START Dataset
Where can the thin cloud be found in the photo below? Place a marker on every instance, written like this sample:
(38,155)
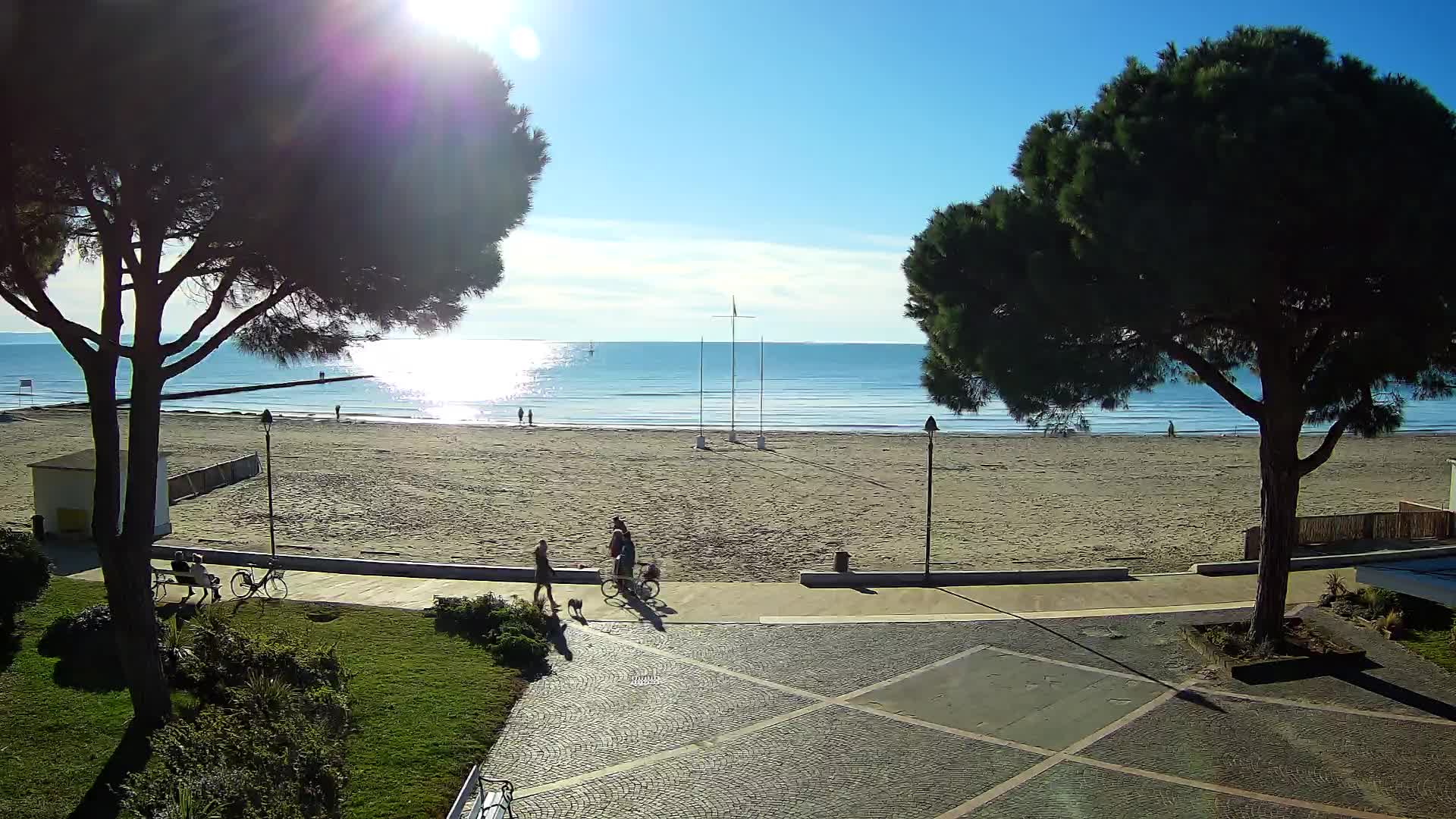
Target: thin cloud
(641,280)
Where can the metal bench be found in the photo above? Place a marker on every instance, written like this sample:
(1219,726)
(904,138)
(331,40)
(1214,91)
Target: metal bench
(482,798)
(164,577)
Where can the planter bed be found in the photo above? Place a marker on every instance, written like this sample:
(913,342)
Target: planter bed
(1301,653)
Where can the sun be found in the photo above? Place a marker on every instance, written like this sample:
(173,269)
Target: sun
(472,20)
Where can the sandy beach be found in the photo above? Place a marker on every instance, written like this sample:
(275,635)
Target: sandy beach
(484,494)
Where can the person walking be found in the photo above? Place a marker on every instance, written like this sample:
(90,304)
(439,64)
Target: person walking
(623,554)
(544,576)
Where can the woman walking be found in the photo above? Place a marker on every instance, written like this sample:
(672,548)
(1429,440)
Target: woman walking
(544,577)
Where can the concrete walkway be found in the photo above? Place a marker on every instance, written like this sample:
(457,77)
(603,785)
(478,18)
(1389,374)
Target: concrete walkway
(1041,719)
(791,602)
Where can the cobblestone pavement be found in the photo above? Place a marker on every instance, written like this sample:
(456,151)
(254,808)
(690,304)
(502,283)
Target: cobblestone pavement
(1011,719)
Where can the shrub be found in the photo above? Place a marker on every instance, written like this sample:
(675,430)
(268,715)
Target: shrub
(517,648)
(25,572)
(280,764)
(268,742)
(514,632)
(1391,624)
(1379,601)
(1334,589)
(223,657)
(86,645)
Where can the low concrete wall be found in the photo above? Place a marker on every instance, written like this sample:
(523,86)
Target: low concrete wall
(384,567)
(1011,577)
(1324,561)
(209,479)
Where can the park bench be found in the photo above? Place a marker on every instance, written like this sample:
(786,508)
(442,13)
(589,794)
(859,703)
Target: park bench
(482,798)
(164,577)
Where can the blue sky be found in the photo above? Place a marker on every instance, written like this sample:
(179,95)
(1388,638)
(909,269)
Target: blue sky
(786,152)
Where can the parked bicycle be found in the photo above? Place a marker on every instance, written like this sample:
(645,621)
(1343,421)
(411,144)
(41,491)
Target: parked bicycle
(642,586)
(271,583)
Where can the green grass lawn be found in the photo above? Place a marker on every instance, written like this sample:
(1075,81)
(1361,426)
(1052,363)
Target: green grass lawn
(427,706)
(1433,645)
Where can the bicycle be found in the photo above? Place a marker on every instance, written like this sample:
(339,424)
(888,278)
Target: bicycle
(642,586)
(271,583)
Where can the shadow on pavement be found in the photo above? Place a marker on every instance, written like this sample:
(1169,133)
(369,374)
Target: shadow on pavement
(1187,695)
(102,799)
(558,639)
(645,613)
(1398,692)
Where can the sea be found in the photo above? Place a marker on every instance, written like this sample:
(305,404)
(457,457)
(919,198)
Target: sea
END Dataset
*Required work:*
Without the pictures, restate all the entries above exactly.

*Task solution:*
Where can the thin cloud be found in the photo below? Place a marker on every instance, written like this sample:
(38,155)
Target: thin cloud
(641,280)
Where can the metal bench be found in the photo above? Place a marker on every instance, written like this sample:
(1219,726)
(904,138)
(331,40)
(1214,91)
Target: metal bench
(482,798)
(164,577)
Where can the planter bed be found in the photo above? Place a marker on every instance, written like this sample:
(913,342)
Target: planter bed
(1301,653)
Where can the sun be found in the photo above? Place a marker on every instance, written like this sample:
(173,269)
Target: sun
(472,20)
Where can the sandy beach be found in the photo above? Place a marker on every instance, written like this sample:
(275,635)
Target: sandy beach
(484,494)
Where can the person walking be found in the photo above? Place a marker on every instance, written like this sample:
(90,304)
(439,64)
Target: person walking
(623,554)
(544,576)
Where can the woman walking be found in the photo above? Place a marker on every instance, written like this sample:
(672,548)
(1429,440)
Target: woman walking
(544,577)
Where can the concrete walkway be found in the photo above? Place a marker on every instance, written like this sample:
(457,77)
(603,785)
(478,18)
(1389,374)
Target: concrete walkway
(1041,719)
(791,602)
Where can the cobblestone pavement be found in the photo above? Place a marker on every instance, written like this sample:
(456,151)
(254,808)
(690,304)
(502,283)
Target: cobblestone pavement
(1011,719)
Where can the shrub be found in the photo above? Place a marker on every instance, written like this sample:
(675,430)
(268,715)
Target: shrub
(517,648)
(25,572)
(280,764)
(268,742)
(514,632)
(1391,624)
(1379,601)
(1334,589)
(223,657)
(86,645)
Where can the low concrete wall be found in the photo above? Place a marker on every instance, written like this sample:
(523,86)
Target: low concrete wall
(384,567)
(1011,577)
(1324,561)
(209,479)
Where can the park bench be found in the photo above? Place a marker on every instance, written like this sample:
(786,508)
(442,13)
(589,794)
(859,703)
Target: park bench
(482,798)
(164,577)
Where can the blue sky be found in the photo above? Place a marker on every instance, written like this sample:
(179,95)
(1388,638)
(909,269)
Target: blue sky
(786,152)
Where can the parked bicycle be found in the photo above? Place a marker on every instance, written like this sample:
(645,621)
(1343,421)
(411,144)
(41,491)
Target: parked bicycle
(642,586)
(271,583)
Where can the green grass lawn be found in the photo above? Place a marker on every instance, written like this sample:
(1075,81)
(1361,426)
(1052,363)
Target: green grass lawn
(427,706)
(1433,645)
Where can the bicycle be found in the photo above? Place a marker on every instance, written like this sample:
(339,424)
(888,278)
Target: bicycle
(642,586)
(271,583)
Where can the shadow on pavement be found in the photo above? Place a marker on every instance, written like this sample:
(1169,133)
(369,374)
Target: shadow on pavement
(1187,695)
(102,799)
(558,639)
(645,613)
(1398,692)
Where can the sea be found in the photo above? Place a marker on every instance, written like this sample:
(305,404)
(457,457)
(919,198)
Target: sea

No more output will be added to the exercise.